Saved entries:

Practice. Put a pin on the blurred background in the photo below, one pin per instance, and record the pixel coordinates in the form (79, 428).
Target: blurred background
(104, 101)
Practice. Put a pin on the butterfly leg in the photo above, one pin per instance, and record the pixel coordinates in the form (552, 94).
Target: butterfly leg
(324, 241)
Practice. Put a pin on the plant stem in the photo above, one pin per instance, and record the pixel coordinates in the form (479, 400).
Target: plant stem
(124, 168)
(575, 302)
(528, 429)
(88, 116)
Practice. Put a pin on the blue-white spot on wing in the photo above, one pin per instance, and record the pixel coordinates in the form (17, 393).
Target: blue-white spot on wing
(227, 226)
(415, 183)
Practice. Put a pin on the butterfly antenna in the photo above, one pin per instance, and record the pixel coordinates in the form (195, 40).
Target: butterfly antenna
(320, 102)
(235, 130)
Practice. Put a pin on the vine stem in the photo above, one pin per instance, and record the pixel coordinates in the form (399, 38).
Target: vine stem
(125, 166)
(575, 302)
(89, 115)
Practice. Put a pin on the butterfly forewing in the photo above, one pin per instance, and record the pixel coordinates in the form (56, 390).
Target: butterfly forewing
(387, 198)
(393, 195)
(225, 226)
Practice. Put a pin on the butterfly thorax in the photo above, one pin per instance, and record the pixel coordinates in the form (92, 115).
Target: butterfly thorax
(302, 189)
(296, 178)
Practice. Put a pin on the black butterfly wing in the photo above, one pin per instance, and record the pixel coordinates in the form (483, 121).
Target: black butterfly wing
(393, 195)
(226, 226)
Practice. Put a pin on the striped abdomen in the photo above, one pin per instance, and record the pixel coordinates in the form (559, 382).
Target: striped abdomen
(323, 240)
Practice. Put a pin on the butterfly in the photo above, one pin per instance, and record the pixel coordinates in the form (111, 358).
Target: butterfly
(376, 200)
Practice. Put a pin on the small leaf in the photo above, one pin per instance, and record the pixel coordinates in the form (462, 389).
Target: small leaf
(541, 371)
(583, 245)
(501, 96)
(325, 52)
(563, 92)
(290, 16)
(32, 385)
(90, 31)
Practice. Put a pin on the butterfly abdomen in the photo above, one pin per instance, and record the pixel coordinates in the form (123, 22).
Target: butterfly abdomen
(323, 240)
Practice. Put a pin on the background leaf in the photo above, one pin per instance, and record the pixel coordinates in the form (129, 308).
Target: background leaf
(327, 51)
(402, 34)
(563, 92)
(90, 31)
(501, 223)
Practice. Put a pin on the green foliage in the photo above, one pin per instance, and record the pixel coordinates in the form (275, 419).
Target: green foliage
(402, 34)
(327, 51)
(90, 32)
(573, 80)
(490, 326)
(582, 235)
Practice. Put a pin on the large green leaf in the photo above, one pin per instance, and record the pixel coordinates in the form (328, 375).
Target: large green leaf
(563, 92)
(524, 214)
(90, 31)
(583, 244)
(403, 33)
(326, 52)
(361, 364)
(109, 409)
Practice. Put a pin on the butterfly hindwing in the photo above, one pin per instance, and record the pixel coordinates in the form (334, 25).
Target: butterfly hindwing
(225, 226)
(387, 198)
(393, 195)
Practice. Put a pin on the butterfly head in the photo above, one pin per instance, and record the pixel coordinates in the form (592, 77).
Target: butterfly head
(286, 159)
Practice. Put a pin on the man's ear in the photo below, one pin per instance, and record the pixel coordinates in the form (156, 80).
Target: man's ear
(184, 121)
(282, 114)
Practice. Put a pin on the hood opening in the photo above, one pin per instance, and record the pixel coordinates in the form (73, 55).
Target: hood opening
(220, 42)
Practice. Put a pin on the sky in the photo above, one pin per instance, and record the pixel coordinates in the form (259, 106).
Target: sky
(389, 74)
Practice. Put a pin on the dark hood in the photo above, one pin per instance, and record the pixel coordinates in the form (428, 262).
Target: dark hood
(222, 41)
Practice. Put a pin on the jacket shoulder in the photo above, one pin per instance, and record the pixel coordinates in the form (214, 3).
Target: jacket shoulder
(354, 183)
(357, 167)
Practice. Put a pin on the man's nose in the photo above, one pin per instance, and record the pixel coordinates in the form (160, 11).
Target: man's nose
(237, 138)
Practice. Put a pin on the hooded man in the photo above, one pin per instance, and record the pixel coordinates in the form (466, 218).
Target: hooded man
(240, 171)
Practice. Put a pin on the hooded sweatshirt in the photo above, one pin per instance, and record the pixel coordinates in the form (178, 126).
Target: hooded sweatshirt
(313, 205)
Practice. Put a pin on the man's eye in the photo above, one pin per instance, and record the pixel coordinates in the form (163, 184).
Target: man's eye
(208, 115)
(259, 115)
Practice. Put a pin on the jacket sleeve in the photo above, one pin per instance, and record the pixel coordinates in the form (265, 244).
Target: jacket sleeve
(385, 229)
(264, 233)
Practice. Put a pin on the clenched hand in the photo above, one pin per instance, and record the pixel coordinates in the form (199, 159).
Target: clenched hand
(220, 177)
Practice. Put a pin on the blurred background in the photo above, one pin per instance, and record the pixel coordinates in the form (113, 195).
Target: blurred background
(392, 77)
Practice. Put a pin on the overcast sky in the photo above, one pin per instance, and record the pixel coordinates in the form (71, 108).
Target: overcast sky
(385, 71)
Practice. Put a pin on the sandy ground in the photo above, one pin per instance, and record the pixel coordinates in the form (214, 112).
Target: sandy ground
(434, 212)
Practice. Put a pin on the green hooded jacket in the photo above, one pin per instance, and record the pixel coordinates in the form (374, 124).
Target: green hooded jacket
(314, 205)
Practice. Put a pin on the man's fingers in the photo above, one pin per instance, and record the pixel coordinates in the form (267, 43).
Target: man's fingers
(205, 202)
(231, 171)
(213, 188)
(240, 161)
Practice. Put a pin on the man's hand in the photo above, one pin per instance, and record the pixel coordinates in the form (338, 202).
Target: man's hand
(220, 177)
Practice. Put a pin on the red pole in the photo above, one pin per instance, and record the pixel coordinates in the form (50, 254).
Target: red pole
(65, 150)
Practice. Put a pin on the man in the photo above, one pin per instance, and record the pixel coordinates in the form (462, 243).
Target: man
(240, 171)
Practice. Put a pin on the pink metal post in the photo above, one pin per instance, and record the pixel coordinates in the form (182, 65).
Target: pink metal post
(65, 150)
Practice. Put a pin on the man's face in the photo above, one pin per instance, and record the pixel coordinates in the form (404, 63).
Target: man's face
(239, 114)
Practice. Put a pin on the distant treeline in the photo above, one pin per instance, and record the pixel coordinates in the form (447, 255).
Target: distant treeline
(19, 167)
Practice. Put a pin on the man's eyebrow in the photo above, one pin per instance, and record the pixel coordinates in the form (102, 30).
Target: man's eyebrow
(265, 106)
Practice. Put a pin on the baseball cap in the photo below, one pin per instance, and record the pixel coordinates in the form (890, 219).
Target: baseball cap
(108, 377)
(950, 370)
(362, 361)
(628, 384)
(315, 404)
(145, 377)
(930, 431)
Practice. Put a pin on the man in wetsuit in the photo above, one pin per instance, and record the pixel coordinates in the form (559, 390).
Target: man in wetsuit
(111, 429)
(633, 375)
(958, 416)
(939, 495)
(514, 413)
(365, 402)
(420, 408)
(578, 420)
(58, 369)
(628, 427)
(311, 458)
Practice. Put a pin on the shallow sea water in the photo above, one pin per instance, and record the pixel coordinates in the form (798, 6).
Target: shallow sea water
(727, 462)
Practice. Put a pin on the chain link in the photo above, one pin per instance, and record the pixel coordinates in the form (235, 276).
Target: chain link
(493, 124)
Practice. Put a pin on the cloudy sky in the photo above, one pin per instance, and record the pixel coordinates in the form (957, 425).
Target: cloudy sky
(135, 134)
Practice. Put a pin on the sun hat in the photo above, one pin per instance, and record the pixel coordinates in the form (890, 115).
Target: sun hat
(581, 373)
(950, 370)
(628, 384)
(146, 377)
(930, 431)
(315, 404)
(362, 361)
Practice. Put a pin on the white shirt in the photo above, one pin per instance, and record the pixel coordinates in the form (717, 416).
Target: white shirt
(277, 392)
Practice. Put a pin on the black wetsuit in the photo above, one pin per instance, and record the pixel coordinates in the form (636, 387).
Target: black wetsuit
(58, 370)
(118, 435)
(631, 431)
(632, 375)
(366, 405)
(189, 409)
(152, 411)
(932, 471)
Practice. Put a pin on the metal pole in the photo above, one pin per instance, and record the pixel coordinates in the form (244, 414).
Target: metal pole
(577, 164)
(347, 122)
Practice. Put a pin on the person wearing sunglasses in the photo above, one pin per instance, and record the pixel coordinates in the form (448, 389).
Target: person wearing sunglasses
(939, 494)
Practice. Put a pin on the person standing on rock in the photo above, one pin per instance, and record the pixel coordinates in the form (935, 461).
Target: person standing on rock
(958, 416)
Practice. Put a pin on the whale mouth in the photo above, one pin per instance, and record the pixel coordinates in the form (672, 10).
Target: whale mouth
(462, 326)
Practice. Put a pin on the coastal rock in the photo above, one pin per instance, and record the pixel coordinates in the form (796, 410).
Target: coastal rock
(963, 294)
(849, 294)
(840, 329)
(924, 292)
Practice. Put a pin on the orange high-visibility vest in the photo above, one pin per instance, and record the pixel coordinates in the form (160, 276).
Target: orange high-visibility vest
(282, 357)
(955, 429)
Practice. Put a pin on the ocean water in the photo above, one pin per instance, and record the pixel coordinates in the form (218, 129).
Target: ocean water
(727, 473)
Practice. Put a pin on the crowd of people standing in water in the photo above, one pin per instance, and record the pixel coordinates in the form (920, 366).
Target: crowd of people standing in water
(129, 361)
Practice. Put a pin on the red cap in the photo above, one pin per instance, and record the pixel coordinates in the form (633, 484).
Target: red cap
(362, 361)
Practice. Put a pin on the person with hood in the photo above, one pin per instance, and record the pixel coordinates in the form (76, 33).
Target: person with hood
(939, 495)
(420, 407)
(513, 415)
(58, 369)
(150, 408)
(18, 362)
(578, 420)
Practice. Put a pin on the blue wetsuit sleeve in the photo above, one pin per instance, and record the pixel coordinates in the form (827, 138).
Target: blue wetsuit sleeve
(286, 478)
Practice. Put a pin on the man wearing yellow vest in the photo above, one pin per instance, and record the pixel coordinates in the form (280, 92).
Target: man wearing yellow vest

■ Exercise ■
Scan the records for lines that hold "yellow", and reproduce each one you find.

■ Completed task ■
Practice. Put a pin on the man wearing yellow vest in the photo above, one pin per instance, and record the pixel coordinates in the form (280, 92).
Target: man wearing yellow vest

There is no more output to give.